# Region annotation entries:

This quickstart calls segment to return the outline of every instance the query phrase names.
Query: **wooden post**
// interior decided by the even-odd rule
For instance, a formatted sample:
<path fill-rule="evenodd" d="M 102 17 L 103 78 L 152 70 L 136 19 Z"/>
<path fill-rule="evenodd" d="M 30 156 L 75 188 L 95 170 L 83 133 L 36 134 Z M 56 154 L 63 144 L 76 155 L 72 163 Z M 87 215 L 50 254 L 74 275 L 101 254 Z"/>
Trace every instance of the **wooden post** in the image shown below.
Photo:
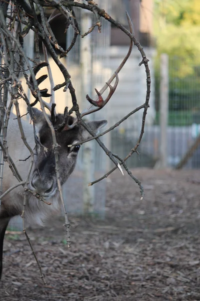
<path fill-rule="evenodd" d="M 163 53 L 160 56 L 160 168 L 166 168 L 168 165 L 168 57 Z"/>
<path fill-rule="evenodd" d="M 82 10 L 83 11 L 83 10 Z M 82 32 L 86 32 L 92 25 L 90 13 L 82 12 Z M 88 105 L 86 98 L 87 94 L 92 95 L 92 58 L 91 49 L 91 35 L 88 35 L 80 40 L 80 64 L 82 66 L 82 94 L 83 106 Z M 88 115 L 88 120 L 92 120 L 92 114 Z M 84 214 L 88 215 L 94 212 L 94 187 L 88 186 L 89 183 L 94 178 L 94 141 L 90 141 L 84 144 L 83 150 L 83 202 Z"/>

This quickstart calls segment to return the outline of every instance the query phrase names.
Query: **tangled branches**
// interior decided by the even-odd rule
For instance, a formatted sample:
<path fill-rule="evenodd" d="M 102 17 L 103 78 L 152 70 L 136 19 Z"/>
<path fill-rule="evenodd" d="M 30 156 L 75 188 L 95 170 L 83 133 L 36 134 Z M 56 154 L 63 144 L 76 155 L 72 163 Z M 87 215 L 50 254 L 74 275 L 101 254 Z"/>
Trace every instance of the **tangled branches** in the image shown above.
<path fill-rule="evenodd" d="M 52 12 L 50 16 L 49 17 L 46 15 L 46 8 L 48 9 L 50 8 Z M 107 81 L 100 91 L 98 91 L 96 89 L 97 95 L 95 99 L 92 99 L 88 95 L 86 96 L 86 98 L 91 104 L 91 105 L 88 109 L 82 112 L 80 112 L 79 110 L 78 103 L 76 99 L 75 90 L 72 85 L 70 74 L 66 67 L 64 66 L 60 60 L 61 58 L 66 56 L 67 54 L 72 49 L 76 43 L 78 36 L 81 34 L 79 25 L 80 20 L 78 20 L 76 17 L 74 10 L 74 8 L 78 8 L 80 10 L 84 10 L 90 12 L 92 14 L 94 14 L 94 18 L 96 18 L 96 22 L 88 29 L 88 31 L 86 33 L 82 33 L 82 38 L 84 38 L 84 37 L 92 32 L 94 28 L 96 27 L 98 27 L 98 32 L 100 33 L 102 27 L 100 18 L 104 18 L 108 22 L 116 26 L 119 29 L 119 30 L 124 32 L 124 34 L 128 36 L 130 39 L 130 46 L 128 52 L 122 64 L 116 69 L 115 72 Z M 2 131 L 4 137 L 3 143 L 0 142 L 0 146 L 4 152 L 4 161 L 7 161 L 13 175 L 19 182 L 18 184 L 15 184 L 12 187 L 9 187 L 7 192 L 4 192 L 4 193 L 2 197 L 4 197 L 12 189 L 16 189 L 16 187 L 19 186 L 23 187 L 24 190 L 24 199 L 22 216 L 24 221 L 24 230 L 28 240 L 29 239 L 28 238 L 24 224 L 24 217 L 26 215 L 26 205 L 28 197 L 28 193 L 32 193 L 34 197 L 37 197 L 40 201 L 46 203 L 46 205 L 50 205 L 50 203 L 46 202 L 42 196 L 36 193 L 35 192 L 32 191 L 32 190 L 30 189 L 30 177 L 32 172 L 32 167 L 34 165 L 35 154 L 34 150 L 32 148 L 27 141 L 27 137 L 26 136 L 23 125 L 21 122 L 21 116 L 18 106 L 19 99 L 23 99 L 26 102 L 28 108 L 28 113 L 34 123 L 34 136 L 36 145 L 40 144 L 40 147 L 42 146 L 42 143 L 40 141 L 40 139 L 38 139 L 36 133 L 34 113 L 32 109 L 32 107 L 38 102 L 39 102 L 40 104 L 44 118 L 50 129 L 50 134 L 52 135 L 52 147 L 54 149 L 54 156 L 56 183 L 58 184 L 58 189 L 60 193 L 60 198 L 64 207 L 65 216 L 64 225 L 67 232 L 67 240 L 69 246 L 70 245 L 70 224 L 68 220 L 66 210 L 64 207 L 62 192 L 62 181 L 60 173 L 58 156 L 59 147 L 60 146 L 58 144 L 56 141 L 55 130 L 58 132 L 62 132 L 62 131 L 66 129 L 68 130 L 72 129 L 75 128 L 77 125 L 81 125 L 90 133 L 92 138 L 90 137 L 81 141 L 81 142 L 78 142 L 78 144 L 82 144 L 87 141 L 95 139 L 116 165 L 114 168 L 112 169 L 100 179 L 90 183 L 90 186 L 92 185 L 94 183 L 108 177 L 108 175 L 116 168 L 118 168 L 120 172 L 123 173 L 120 167 L 122 165 L 128 174 L 138 185 L 140 190 L 141 198 L 142 199 L 143 197 L 144 189 L 141 183 L 132 176 L 132 173 L 128 170 L 125 161 L 134 153 L 137 153 L 137 148 L 140 142 L 144 132 L 145 119 L 146 111 L 148 107 L 150 95 L 150 72 L 148 66 L 148 60 L 146 58 L 142 48 L 134 36 L 130 19 L 128 14 L 126 16 L 130 30 L 126 29 L 122 24 L 114 20 L 104 10 L 100 9 L 94 1 L 87 0 L 84 3 L 82 3 L 80 1 L 74 2 L 67 0 L 62 0 L 61 1 L 58 1 L 58 0 L 46 0 L 45 1 L 42 0 L 28 0 L 28 2 L 26 0 L 12 0 L 10 3 L 6 1 L 2 1 L 0 4 L 0 57 L 2 63 L 0 68 L 0 87 L 2 91 L 0 98 L 0 129 Z M 69 27 L 72 27 L 74 31 L 74 37 L 70 45 L 66 50 L 63 49 L 61 46 L 58 44 L 52 28 L 52 22 L 60 16 L 64 18 L 66 21 L 65 31 L 68 30 Z M 32 31 L 34 32 L 35 37 L 36 55 L 34 58 L 28 57 L 24 49 L 24 39 L 26 36 L 30 34 Z M 42 45 L 44 56 L 45 59 L 45 62 L 43 63 L 41 62 L 39 42 L 42 42 Z M 133 44 L 138 47 L 141 54 L 142 60 L 140 65 L 144 64 L 146 69 L 147 89 L 145 102 L 144 104 L 132 110 L 132 112 L 116 123 L 116 124 L 112 126 L 108 130 L 98 135 L 96 135 L 92 129 L 90 128 L 90 126 L 82 120 L 82 118 L 86 115 L 101 109 L 109 101 L 112 96 L 114 93 L 119 81 L 118 73 L 128 58 Z M 60 74 L 62 75 L 63 76 L 62 81 L 60 81 L 60 82 L 56 86 L 54 85 L 50 68 L 48 64 L 48 53 L 59 68 Z M 32 66 L 32 63 L 34 63 L 34 68 Z M 46 78 L 47 76 L 42 76 L 38 79 L 36 77 L 38 70 L 44 66 L 48 67 L 48 78 L 51 86 L 50 93 L 48 93 L 46 89 L 40 90 L 38 87 L 40 83 Z M 33 103 L 30 104 L 30 100 L 24 91 L 21 81 L 22 75 L 26 79 L 26 83 L 30 91 L 36 99 L 35 101 Z M 30 77 L 29 75 L 30 75 Z M 111 83 L 114 78 L 116 78 L 116 82 L 112 86 L 111 85 Z M 110 93 L 107 98 L 104 100 L 102 94 L 108 87 L 110 88 Z M 59 125 L 58 127 L 56 128 L 54 123 L 56 123 L 56 112 L 54 92 L 61 88 L 64 88 L 64 91 L 68 90 L 70 93 L 72 106 L 69 110 L 66 108 L 62 122 Z M 50 102 L 44 101 L 42 97 L 50 97 Z M 13 161 L 9 154 L 7 144 L 7 128 L 10 111 L 14 104 L 16 107 L 18 124 L 24 145 L 28 149 L 30 154 L 30 167 L 25 179 L 22 179 L 21 175 L 20 175 L 18 170 L 15 163 Z M 46 114 L 44 108 L 46 108 L 49 110 L 51 115 L 50 119 Z M 120 158 L 118 155 L 115 155 L 110 151 L 100 140 L 100 137 L 112 130 L 114 127 L 118 126 L 128 117 L 140 109 L 143 109 L 144 112 L 140 133 L 138 141 L 136 145 L 130 150 L 130 153 L 125 158 Z M 72 121 L 69 122 L 69 120 L 72 120 L 70 119 L 70 115 L 73 112 L 75 112 L 76 118 L 73 119 Z M 74 147 L 76 146 L 77 146 L 77 144 L 76 143 L 68 145 L 68 147 L 71 148 Z M 44 152 L 46 151 L 44 148 Z M 44 279 L 38 262 L 38 264 L 40 268 L 41 277 Z"/>

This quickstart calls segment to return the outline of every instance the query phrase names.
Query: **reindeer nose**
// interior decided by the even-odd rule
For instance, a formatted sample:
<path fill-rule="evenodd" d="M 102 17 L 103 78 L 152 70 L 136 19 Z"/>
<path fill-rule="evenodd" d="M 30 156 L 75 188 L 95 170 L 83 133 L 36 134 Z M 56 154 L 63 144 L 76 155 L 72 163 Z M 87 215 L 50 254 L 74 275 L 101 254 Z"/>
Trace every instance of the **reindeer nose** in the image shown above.
<path fill-rule="evenodd" d="M 54 192 L 54 179 L 44 179 L 38 175 L 34 175 L 30 181 L 30 188 L 38 194 L 48 196 Z"/>

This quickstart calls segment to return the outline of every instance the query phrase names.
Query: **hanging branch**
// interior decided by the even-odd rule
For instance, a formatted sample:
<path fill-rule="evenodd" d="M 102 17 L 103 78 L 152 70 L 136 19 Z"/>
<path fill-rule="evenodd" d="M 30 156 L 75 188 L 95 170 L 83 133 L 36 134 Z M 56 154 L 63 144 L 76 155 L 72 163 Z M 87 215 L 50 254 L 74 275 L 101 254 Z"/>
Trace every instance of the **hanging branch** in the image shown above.
<path fill-rule="evenodd" d="M 108 173 L 106 173 L 98 180 L 90 183 L 89 185 L 92 185 L 94 183 L 107 177 L 116 168 L 118 168 L 123 174 L 122 168 L 120 167 L 120 166 L 122 165 L 129 176 L 138 185 L 140 190 L 141 198 L 142 198 L 144 196 L 144 189 L 141 183 L 140 180 L 135 178 L 132 175 L 125 162 L 134 153 L 138 153 L 137 148 L 140 143 L 144 132 L 146 116 L 148 108 L 149 107 L 148 102 L 150 86 L 150 72 L 148 65 L 148 60 L 147 59 L 146 54 L 140 43 L 136 38 L 132 21 L 128 13 L 126 13 L 126 16 L 130 26 L 129 31 L 122 26 L 122 24 L 114 20 L 104 10 L 100 9 L 93 1 L 87 1 L 87 4 L 86 4 L 84 3 L 80 3 L 79 2 L 76 2 L 72 1 L 68 1 L 66 0 L 62 0 L 61 1 L 58 1 L 58 0 L 45 0 L 45 1 L 42 0 L 29 0 L 28 2 L 26 2 L 26 0 L 13 0 L 10 2 L 10 4 L 12 4 L 12 9 L 10 9 L 10 13 L 9 14 L 7 14 L 8 3 L 6 3 L 5 2 L 4 6 L 0 6 L 0 56 L 4 62 L 4 66 L 2 65 L 2 67 L 0 68 L 0 79 L 1 80 L 0 88 L 2 91 L 3 91 L 2 96 L 1 95 L 0 98 L 0 127 L 2 129 L 4 136 L 3 143 L 0 141 L 0 146 L 2 147 L 4 153 L 4 161 L 8 162 L 13 175 L 16 177 L 19 183 L 10 187 L 6 191 L 4 192 L 2 197 L 0 198 L 0 201 L 2 198 L 4 197 L 12 190 L 20 186 L 22 186 L 24 188 L 24 199 L 22 214 L 23 219 L 24 231 L 36 260 L 40 269 L 41 278 L 42 279 L 44 283 L 45 283 L 40 265 L 32 248 L 26 229 L 24 217 L 26 217 L 26 208 L 27 205 L 28 194 L 32 194 L 38 199 L 38 201 L 42 201 L 48 205 L 50 205 L 50 203 L 46 202 L 45 200 L 42 199 L 41 196 L 32 191 L 28 186 L 30 177 L 34 164 L 34 154 L 33 149 L 32 149 L 27 142 L 26 137 L 21 122 L 22 116 L 20 114 L 18 101 L 19 99 L 24 100 L 28 106 L 28 113 L 31 119 L 34 121 L 34 118 L 29 100 L 24 93 L 22 87 L 22 81 L 20 78 L 20 74 L 22 72 L 30 91 L 36 98 L 36 100 L 35 102 L 32 104 L 32 105 L 34 105 L 38 102 L 40 102 L 44 118 L 50 130 L 52 141 L 52 146 L 54 149 L 55 159 L 56 178 L 60 199 L 64 208 L 65 219 L 64 226 L 66 232 L 67 241 L 68 245 L 70 246 L 70 223 L 68 221 L 68 213 L 65 208 L 62 194 L 58 160 L 60 145 L 56 141 L 54 127 L 54 123 L 56 119 L 54 91 L 62 87 L 64 87 L 64 91 L 68 90 L 72 96 L 72 106 L 70 109 L 68 110 L 66 108 L 64 110 L 63 123 L 60 124 L 58 128 L 56 128 L 58 132 L 61 132 L 66 127 L 68 127 L 68 130 L 70 130 L 76 125 L 82 126 L 91 135 L 92 137 L 81 142 L 81 143 L 78 143 L 78 144 L 95 139 L 100 147 L 104 149 L 106 154 L 116 165 L 116 167 Z M 45 8 L 46 7 L 54 9 L 54 11 L 48 20 L 46 13 Z M 80 34 L 78 20 L 77 20 L 74 10 L 74 7 L 82 10 L 86 10 L 90 12 L 91 14 L 94 14 L 96 20 L 96 22 L 88 29 L 88 32 L 82 35 L 82 38 L 84 38 L 86 36 L 90 34 L 96 27 L 98 27 L 98 33 L 100 33 L 101 31 L 100 20 L 100 18 L 102 18 L 108 22 L 117 27 L 119 29 L 119 30 L 122 31 L 130 39 L 130 46 L 128 53 L 123 60 L 122 64 L 116 69 L 115 72 L 100 91 L 96 89 L 96 96 L 94 99 L 92 99 L 88 95 L 86 95 L 86 98 L 90 105 L 88 109 L 81 113 L 79 110 L 78 101 L 76 99 L 75 90 L 72 85 L 70 74 L 65 66 L 61 63 L 60 59 L 60 58 L 66 56 L 72 50 L 77 41 L 78 36 Z M 66 21 L 66 30 L 69 26 L 71 26 L 74 31 L 73 39 L 70 45 L 66 50 L 64 50 L 58 45 L 51 27 L 52 21 L 56 18 L 60 16 L 64 16 Z M 6 18 L 8 18 L 6 20 L 8 20 L 8 23 L 6 22 Z M 18 24 L 16 26 L 16 24 Z M 22 24 L 24 25 L 24 29 L 22 29 Z M 36 57 L 35 58 L 28 58 L 23 48 L 24 38 L 30 34 L 30 30 L 34 31 L 35 34 L 36 52 Z M 46 63 L 41 63 L 39 41 L 42 41 L 42 43 Z M 133 44 L 136 46 L 141 54 L 142 60 L 139 65 L 142 66 L 142 65 L 144 64 L 145 67 L 146 75 L 146 94 L 145 103 L 138 107 L 132 110 L 130 113 L 116 122 L 114 125 L 111 126 L 108 129 L 99 135 L 96 135 L 91 128 L 83 121 L 82 118 L 88 114 L 101 109 L 106 105 L 108 102 L 110 100 L 114 93 L 119 81 L 118 74 L 130 57 Z M 60 76 L 60 82 L 56 84 L 56 86 L 54 86 L 50 68 L 48 65 L 48 53 L 59 68 L 60 71 L 60 75 L 62 74 L 63 76 L 63 77 L 62 76 Z M 58 58 L 58 55 L 60 56 L 60 58 Z M 34 63 L 34 68 L 30 65 L 30 61 Z M 40 77 L 38 79 L 36 78 L 36 70 L 37 68 L 40 68 L 40 66 L 41 67 L 41 64 L 44 64 L 42 66 L 44 66 L 45 65 L 48 68 L 48 78 L 50 82 L 50 93 L 52 95 L 49 103 L 44 102 L 42 99 L 42 97 L 50 96 L 50 94 L 47 93 L 47 89 L 40 90 L 38 88 L 38 85 L 44 80 L 44 78 L 46 78 L 46 76 L 42 76 L 42 76 Z M 30 75 L 30 77 L 29 76 Z M 113 86 L 111 86 L 111 83 L 114 79 L 116 79 L 115 83 Z M 104 100 L 102 95 L 108 88 L 110 89 L 110 92 L 108 97 Z M 8 105 L 8 94 L 10 94 L 11 100 L 9 104 Z M 30 153 L 30 164 L 28 170 L 28 176 L 25 180 L 22 180 L 22 176 L 16 168 L 14 162 L 13 162 L 10 156 L 7 144 L 7 129 L 9 123 L 10 113 L 13 104 L 14 104 L 16 107 L 18 125 L 22 139 Z M 44 107 L 47 108 L 50 110 L 51 120 L 50 119 L 48 116 L 46 114 Z M 100 140 L 100 137 L 114 129 L 130 116 L 140 109 L 143 109 L 144 111 L 140 136 L 136 145 L 132 148 L 130 153 L 125 158 L 122 159 L 118 155 L 113 154 L 109 150 Z M 74 119 L 72 123 L 68 123 L 68 120 L 69 117 L 70 117 L 70 115 L 74 112 L 75 112 L 76 118 Z M 42 145 L 36 136 L 34 122 L 34 136 L 36 144 L 38 144 L 42 147 Z M 69 145 L 68 146 L 70 147 L 74 146 L 78 144 Z M 26 158 L 25 160 L 27 159 Z"/>

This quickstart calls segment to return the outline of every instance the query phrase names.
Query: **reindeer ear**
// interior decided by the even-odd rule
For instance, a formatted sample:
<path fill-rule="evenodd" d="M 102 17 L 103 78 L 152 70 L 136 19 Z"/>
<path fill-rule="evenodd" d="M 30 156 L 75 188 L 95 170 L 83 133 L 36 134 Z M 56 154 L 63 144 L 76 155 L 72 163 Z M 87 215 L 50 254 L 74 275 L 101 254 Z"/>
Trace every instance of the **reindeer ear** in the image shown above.
<path fill-rule="evenodd" d="M 99 121 L 88 121 L 86 122 L 86 124 L 89 126 L 92 130 L 95 132 L 96 134 L 98 134 L 100 132 L 100 130 L 104 126 L 105 126 L 108 123 L 107 120 L 100 120 Z M 86 140 L 88 138 L 90 138 L 91 135 L 88 132 L 88 131 L 84 129 L 84 130 L 83 138 L 84 140 Z"/>

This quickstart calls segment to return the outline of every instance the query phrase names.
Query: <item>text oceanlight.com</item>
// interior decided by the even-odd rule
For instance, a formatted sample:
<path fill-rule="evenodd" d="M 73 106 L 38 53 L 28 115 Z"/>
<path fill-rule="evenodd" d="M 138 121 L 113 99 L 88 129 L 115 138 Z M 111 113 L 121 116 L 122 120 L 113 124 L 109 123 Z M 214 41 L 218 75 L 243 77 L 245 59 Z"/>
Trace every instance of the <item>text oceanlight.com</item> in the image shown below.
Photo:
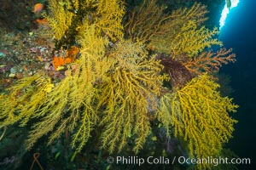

# What you have to do:
Reproduce the part of the items that opens with their first line and closes with the line containing "88 105 L 86", keeping both ends. Leave the pictures out of your copy.

# Exercise output:
This quickstart calls segment to return the outline of every instance the query phrase names.
Query: **wooden post**
// interior decided by the even-odd rule
For instance, a formatted sample:
<path fill-rule="evenodd" d="M 102 17 L 103 78 L 152 70 L 136 19 Z"/>
<path fill-rule="evenodd" d="M 30 156 L 75 188 L 95 170 L 83 133 L 36 134 Z M 56 154 L 63 144 L 76 155 L 72 163 Z M 87 215 L 50 254 L 74 275 L 101 254 Z"/>
Trace every instance of the **wooden post** in the image shown below.
Photo:
<path fill-rule="evenodd" d="M 163 53 L 160 56 L 160 168 L 166 168 L 168 165 L 168 57 Z"/>
<path fill-rule="evenodd" d="M 82 10 L 83 11 L 83 10 Z M 82 32 L 86 32 L 92 25 L 90 13 L 82 12 Z M 88 105 L 86 98 L 87 94 L 92 95 L 92 58 L 91 49 L 91 35 L 88 35 L 80 40 L 80 64 L 82 66 L 82 94 L 83 106 Z M 88 115 L 88 120 L 92 120 L 92 114 Z M 84 214 L 88 215 L 94 212 L 94 187 L 88 186 L 89 183 L 94 178 L 94 141 L 90 141 L 84 144 L 83 150 L 83 202 Z"/>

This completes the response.